» **Instructions to follow**:
In the text on Proposition 8 of the Equilibria of Planes below, transcribe word for word everything from "Corollary: A very" down to "props. 6-7 mean.".

» **Text to read**:
I Prop. 8

I Prop. 8 corollary and note (this corollary may be needed but is not a part of the Equilibria of Planes depending on how we interpret I Props. 6-7)

This theorem is the fundamental theorem of the Equilibria of Planes. I 9 and I 10 are based on I 4 and 5 and their corollaries, while I 11 and 12 are based on Assumption 5, while II 1 uses I prop. 9. However, every other subsequent major proposition (i.e., every proposition except the lemma II 9) either uses it or depends on it. As messay as the statement of the theorem is, the proof is straight forward. Once it is proved, Archimedes has little need refer in this work to the general principle of the balance (I 6-7), once at I prop. 15, or to the concept of inclination again.

(diagram 1 = general diagram)

8. If from some magnitude some [other] magnitude is taken away that does not have the same center as the whole, when the straight-line that joins the centers of weight of the whole magnitude and the one taken way is extended on the same side as the center of weight of the whole magnitude and with something [else] taken out from the extended [line] that joins the mentioned centers, so that it has the same ratio to the line between the centers which the weight of the magnitude taken out has to the weight of the remaining, the center of weight of the remaining magnitude is the end-point of the [line] taken out.

(general diagram)

(diagram 1) Let there be the center of weight, G, of some magnitude, AB, and let AD, whose center of weight is E, be taken away from AB, and with EG joined and extended, let GZ be taken out, having the same ratio to GE that magnitude AD has to DH. One must prove that the center of weight of magnitude DH is point Z.

(diagram 2 = general diagram) For otherwise, still, if it is possible, let it be point Q. And so, since the center of weight of magnitude AD is E, while that of DH is point Q, the center of weight from both magnitudes AD, DH will be on segment EQ, so that the segments of it alternate in the same ratio as the magnitudes. Thus point G will not be in the proportional cut as that mentioned. Therefore G is not the center of the magnitude composed from AD, DH, i.e., AB. But it is, for it was supposed. Therefore Q is not the center of weight of magnitude DH.

Note: The theorem does not explicitly prove that E G and Q lie on a straight line. This would follow from I 4, 5, if those theorems had proved it. On Floating Bodies II 2 refers to the required the first part of this theorem as demonstrated: “For this has been proved in the Elements of Mechanics, that if a magnitude is taken away from a magnitude that does not have the same center of weight as the whole magnitude, the center of the weight of the remaining will be on the straight-line joining the center of the whole magnitude and the magnitude taken away when it is extended on the same side where the center of weight of the whole magnitude is.”

Corollary: A very trivial corollary may required in several theorems, e.g. I prop. 13, 14, II prop. 3. Although this corollary does not appear in the Equilibria of Planes, I shall refer to it as required, although a good argument can be made that this is just what I props. 6-7 mean.

If two magnitudes are put together, the center of weight will be on the line joining them, such that the distance of the centers of the magitudes to the center of the weight of the whole are in inverse proportion to the weights.

» **Data extract**:
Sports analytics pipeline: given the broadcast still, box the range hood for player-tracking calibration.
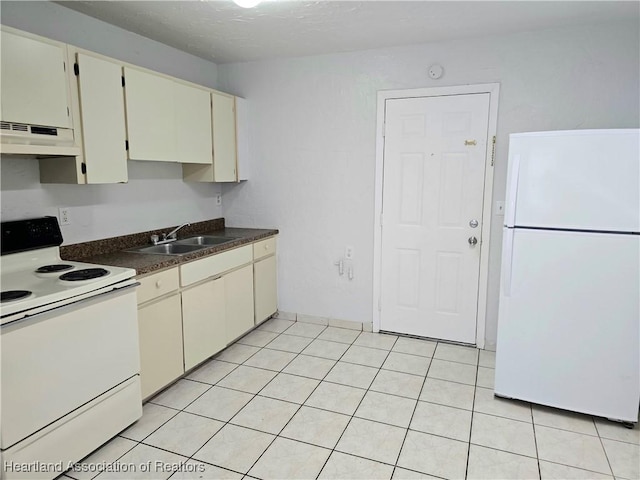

» **Exercise result**:
Corollary: A very trivial corollary may required in several theorems, e.g. I prop. 13, 14, II prop. 3. Although this corollary does not appear in the Equilibria of Planes, I shall refer to it as required, although a good argument can be made that this is just what I props. 6-7 mean.